**Stored records**
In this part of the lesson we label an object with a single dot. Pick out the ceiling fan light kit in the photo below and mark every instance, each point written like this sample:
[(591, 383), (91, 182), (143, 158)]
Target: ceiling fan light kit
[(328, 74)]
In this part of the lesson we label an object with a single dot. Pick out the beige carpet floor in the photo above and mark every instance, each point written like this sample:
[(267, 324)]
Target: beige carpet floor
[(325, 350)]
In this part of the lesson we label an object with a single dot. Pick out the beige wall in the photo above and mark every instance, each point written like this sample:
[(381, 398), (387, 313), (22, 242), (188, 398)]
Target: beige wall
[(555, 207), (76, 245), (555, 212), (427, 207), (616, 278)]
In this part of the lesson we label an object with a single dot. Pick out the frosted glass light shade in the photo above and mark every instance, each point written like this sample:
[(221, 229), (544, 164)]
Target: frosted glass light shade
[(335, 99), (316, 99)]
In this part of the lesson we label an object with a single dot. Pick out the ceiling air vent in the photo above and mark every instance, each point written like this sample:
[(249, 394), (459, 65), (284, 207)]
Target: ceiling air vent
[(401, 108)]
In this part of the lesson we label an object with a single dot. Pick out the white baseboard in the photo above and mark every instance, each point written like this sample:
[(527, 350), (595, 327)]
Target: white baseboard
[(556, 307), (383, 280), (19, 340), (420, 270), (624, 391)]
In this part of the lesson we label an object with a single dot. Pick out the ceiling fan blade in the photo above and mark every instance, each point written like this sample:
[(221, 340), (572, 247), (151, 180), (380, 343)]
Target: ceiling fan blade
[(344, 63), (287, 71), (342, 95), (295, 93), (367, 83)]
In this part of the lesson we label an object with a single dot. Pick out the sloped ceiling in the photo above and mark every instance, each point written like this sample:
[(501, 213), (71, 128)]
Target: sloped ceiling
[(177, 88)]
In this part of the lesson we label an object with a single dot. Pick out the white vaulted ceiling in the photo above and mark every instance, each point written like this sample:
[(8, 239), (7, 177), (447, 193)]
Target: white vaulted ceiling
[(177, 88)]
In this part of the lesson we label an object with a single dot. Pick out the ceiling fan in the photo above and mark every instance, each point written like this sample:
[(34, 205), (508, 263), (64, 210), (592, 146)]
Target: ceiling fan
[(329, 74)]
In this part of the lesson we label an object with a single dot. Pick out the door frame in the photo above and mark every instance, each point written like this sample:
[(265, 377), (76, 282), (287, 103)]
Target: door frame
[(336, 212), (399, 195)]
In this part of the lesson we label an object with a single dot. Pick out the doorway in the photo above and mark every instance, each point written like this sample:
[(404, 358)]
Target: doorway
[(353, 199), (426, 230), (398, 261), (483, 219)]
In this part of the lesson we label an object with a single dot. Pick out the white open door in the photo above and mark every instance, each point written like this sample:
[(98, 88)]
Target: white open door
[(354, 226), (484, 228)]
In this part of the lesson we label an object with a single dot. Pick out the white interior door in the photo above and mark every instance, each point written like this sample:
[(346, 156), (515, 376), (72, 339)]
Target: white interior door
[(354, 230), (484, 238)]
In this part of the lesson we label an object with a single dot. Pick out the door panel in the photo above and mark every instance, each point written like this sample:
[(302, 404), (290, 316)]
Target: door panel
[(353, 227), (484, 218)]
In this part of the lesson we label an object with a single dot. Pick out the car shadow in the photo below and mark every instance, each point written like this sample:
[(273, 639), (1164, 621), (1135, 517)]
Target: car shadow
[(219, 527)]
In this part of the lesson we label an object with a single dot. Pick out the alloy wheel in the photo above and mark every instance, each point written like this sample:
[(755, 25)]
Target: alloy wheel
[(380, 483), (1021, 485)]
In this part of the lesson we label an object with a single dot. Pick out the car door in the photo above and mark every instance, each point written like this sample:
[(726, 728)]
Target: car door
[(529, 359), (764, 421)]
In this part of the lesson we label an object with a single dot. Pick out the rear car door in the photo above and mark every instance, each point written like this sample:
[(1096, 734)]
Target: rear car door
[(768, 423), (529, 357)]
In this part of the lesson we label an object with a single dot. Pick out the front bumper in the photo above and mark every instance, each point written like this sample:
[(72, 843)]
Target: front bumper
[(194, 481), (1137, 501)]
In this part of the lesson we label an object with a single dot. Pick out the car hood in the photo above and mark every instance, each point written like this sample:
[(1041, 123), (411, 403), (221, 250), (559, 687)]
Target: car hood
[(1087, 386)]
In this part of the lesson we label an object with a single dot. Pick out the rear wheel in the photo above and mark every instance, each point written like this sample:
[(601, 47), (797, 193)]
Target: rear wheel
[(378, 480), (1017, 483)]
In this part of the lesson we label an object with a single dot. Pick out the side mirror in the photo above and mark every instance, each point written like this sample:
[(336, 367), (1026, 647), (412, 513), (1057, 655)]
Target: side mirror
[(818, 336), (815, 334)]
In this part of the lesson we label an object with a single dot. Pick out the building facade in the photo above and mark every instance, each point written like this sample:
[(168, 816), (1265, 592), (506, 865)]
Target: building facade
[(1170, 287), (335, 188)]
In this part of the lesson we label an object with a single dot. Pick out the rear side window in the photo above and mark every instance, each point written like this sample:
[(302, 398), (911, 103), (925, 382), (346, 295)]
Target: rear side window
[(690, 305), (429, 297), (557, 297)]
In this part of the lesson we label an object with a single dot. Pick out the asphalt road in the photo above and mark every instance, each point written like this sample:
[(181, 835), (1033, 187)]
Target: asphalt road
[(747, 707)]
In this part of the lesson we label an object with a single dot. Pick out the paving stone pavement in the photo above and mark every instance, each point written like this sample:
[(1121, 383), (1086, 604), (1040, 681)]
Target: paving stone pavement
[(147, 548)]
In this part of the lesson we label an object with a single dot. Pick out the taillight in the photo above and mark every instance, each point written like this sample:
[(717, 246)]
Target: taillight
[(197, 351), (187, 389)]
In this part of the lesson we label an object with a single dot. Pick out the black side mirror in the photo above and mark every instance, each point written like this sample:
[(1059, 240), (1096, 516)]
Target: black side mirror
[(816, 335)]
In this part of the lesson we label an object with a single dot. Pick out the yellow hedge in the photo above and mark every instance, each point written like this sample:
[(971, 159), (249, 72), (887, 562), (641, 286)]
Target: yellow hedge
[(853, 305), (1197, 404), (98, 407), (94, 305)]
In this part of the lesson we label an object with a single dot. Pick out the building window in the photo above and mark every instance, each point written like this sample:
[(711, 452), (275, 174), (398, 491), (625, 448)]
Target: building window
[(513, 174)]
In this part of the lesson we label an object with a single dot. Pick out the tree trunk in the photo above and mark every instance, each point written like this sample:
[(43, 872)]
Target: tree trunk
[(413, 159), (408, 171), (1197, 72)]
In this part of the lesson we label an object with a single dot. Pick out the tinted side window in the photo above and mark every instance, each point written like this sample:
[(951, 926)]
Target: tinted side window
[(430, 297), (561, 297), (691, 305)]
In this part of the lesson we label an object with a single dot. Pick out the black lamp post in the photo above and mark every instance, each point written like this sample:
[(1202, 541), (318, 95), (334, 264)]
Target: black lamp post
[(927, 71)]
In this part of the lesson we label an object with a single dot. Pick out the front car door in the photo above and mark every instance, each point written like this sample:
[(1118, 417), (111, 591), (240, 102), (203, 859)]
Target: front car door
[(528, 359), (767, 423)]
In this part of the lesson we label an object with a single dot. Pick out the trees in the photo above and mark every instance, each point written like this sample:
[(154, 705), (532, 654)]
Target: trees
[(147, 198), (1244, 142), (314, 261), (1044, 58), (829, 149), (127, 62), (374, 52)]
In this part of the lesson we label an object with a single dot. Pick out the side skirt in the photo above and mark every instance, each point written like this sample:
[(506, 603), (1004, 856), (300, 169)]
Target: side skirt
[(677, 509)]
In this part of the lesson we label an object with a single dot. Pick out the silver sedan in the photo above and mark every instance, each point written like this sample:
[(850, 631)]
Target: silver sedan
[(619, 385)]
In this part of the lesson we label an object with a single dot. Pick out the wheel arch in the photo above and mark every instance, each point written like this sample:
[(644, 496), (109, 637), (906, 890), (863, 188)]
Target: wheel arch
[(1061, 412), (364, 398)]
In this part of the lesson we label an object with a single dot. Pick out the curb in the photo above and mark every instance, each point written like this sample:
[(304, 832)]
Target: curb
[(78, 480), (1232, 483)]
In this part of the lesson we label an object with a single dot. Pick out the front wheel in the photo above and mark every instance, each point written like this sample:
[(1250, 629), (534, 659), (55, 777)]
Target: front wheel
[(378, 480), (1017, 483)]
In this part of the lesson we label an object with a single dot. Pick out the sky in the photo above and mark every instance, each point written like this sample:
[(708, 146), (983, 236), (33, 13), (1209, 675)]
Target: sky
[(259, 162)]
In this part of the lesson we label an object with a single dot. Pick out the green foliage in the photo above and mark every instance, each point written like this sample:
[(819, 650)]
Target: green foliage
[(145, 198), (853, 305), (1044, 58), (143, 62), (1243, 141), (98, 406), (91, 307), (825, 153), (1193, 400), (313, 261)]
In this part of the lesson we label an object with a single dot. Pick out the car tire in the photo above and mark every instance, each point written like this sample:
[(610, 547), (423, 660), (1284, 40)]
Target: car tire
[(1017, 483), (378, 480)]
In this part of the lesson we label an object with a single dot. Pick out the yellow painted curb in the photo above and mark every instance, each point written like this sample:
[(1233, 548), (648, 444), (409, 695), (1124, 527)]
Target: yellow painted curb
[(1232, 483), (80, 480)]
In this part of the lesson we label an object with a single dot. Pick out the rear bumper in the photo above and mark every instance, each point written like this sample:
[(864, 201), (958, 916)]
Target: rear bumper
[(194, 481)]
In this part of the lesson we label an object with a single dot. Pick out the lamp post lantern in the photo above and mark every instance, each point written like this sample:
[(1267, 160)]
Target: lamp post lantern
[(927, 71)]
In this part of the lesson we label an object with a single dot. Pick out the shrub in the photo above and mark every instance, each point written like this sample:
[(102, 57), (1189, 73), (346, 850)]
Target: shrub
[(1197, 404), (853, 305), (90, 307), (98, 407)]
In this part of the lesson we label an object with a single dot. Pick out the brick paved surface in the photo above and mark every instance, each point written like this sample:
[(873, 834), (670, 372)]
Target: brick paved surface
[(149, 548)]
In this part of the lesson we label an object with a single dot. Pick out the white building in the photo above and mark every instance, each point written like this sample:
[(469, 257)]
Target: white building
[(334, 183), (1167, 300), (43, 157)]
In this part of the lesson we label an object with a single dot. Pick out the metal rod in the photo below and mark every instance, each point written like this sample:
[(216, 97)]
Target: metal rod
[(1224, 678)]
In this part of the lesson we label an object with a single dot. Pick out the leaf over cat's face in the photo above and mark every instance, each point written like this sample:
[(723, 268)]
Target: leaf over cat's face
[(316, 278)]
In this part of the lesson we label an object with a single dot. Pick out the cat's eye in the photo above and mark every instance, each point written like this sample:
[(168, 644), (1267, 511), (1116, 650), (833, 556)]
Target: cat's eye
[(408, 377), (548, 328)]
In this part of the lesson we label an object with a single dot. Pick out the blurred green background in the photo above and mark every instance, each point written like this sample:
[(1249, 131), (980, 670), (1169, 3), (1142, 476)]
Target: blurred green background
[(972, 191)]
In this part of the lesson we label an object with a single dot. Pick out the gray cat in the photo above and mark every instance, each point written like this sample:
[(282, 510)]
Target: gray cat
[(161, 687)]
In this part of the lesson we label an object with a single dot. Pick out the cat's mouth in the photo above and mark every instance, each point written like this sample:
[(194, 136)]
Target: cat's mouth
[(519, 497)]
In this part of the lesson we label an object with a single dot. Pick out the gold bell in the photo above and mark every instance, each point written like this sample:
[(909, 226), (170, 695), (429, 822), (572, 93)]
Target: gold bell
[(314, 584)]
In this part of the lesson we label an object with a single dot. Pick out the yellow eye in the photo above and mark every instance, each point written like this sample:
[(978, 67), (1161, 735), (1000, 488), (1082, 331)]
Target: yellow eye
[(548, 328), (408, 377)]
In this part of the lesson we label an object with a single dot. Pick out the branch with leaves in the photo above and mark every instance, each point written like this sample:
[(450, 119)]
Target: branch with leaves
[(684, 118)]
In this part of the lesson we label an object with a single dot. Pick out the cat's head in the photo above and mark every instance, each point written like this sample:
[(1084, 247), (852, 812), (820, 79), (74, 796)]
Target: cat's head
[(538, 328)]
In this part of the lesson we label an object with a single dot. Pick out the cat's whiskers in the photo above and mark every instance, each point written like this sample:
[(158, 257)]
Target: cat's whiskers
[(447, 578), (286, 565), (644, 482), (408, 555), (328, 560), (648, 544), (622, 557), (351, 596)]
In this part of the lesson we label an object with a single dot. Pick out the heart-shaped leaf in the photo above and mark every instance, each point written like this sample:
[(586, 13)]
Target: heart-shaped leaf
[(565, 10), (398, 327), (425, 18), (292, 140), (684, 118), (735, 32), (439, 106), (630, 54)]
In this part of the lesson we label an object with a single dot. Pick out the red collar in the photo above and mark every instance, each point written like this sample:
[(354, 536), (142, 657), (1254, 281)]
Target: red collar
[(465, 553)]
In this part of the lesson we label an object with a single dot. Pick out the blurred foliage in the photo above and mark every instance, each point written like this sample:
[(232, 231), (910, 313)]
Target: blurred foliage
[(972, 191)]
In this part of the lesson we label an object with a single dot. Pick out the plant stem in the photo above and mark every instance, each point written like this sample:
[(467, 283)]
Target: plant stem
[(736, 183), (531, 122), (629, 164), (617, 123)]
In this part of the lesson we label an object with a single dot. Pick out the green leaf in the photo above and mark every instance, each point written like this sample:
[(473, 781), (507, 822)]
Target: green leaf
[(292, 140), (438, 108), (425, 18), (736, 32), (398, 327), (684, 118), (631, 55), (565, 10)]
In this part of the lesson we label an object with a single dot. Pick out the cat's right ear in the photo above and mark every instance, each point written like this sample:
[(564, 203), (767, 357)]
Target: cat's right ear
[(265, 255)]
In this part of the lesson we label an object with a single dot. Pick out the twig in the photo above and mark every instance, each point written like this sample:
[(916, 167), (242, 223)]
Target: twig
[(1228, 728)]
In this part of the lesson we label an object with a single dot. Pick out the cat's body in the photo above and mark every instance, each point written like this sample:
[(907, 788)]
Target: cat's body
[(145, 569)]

**What is being asked**
Can you return, unchanged, the lines from the one containing "the door panel" through the one containing "[(219, 527)]", with both of those lines included?

**Solution for this task**
In this part of the lesson we label an object with a single dot. Pick out the door panel in the photo above and mark every instance, each point written like this sample:
[(302, 404), (290, 316)]
Target: door panel
[(353, 227), (484, 218)]
In this part of the lesson we label an object with a single dot. Pick out the car shadow in the photo below and mark every instance, each point written like this sample:
[(273, 639), (1164, 621), (1135, 517)]
Target: car shadow
[(219, 527)]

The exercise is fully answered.